## Passage proposé:
▬▬▬▬▬▬▬▬▬▬

D’abord, le gouvernement conservateur de Londres dispose toujours d’un droit de veto sur un éventuel référendum, et Boris Johnson, dès la veille du scrutin, avait déclaré « irresponsable » une nouvelle consultation populaire écossaise. Il s’accroche à l’affirmation qu’un tel référendum ne peut se produire qu’une fois par génération. Par ailleurs, du fait de la déroute des travaillistes, Boris Johnson est sorti des élections locales du 6 mai relativement confirmé et consolidé. Malgré sa gestion au doigt mouillé du Coronavirus, il surfe sur la levée des mesures sanitaires après la vaccination de la majorité du pays, sur le fait que le Brexit en lui-même pose moins de problèmes que prévus pour l’Angleterre et il flatte le sentiment nationaliste des Anglais dans un bras de fer avec la France sur le partage des eaux territoriales autour des îles anglo-normandes. Pourquoi voudrait-il faire un cadeau à Nicola Sturgeon avec un référendum qui pourrait lui coûter sa carrière politique, alors qu’il est en mesure de gouverner le Royaume Uni sans, voire même contre, les trois autres Nations (Écosse, Irlande-du-Nord, Pays-de-Galles) ?

▬▬▬▬▬▬▬▬▬▬

## Contenu des données:
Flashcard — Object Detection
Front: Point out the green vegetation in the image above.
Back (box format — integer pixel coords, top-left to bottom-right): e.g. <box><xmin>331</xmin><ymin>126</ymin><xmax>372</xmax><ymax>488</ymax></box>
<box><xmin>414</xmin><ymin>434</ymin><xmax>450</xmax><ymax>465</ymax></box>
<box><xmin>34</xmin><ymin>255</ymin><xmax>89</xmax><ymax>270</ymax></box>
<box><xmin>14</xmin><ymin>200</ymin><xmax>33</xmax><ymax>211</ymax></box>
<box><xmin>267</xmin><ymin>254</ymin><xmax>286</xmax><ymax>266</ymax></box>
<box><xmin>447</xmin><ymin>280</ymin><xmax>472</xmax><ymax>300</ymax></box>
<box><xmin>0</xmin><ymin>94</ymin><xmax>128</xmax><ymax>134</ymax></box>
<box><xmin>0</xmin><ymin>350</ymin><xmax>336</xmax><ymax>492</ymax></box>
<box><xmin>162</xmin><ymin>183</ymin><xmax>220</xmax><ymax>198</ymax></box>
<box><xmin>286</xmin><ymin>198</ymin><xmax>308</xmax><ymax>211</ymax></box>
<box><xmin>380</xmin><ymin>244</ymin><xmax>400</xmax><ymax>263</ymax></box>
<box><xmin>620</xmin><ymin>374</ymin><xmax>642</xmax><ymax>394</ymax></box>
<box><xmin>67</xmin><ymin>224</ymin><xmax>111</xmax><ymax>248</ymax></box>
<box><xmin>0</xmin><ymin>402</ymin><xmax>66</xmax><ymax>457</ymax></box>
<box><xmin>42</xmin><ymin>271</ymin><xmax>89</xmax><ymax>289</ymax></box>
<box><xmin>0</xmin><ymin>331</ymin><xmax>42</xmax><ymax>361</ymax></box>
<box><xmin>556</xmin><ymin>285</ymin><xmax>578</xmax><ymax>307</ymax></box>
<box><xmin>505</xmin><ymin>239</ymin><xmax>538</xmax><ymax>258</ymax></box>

▬▬▬▬▬▬▬▬▬▬

Résumez en deux phrases le passage proposé sur Boris Johnson et un éventuel référendum écossais.

Le gouvernement conservateur de Londres garde un droit de veto sur un éventuel référendum écossais, et Boris Johnson, qui a qualifié d'« irresponsable » une nouvelle consultation, soutient qu'elle ne peut avoir lieu qu'une fois par génération. Sorti relativement consolidé des élections locales du 6 mai grâce à la déroute des travaillistes, porté par la levée des mesures sanitaires et par un Brexit moins problématique que prévu pour l'Angleterre, et flattant le nationalisme anglais face à la France, il n'a guère de raison d'offrir à Nicola Sturgeon un référendum qui pourrait lui coûter sa carrière, puisqu'il peut gouverner le Royaume-Uni sans les trois autres Nations.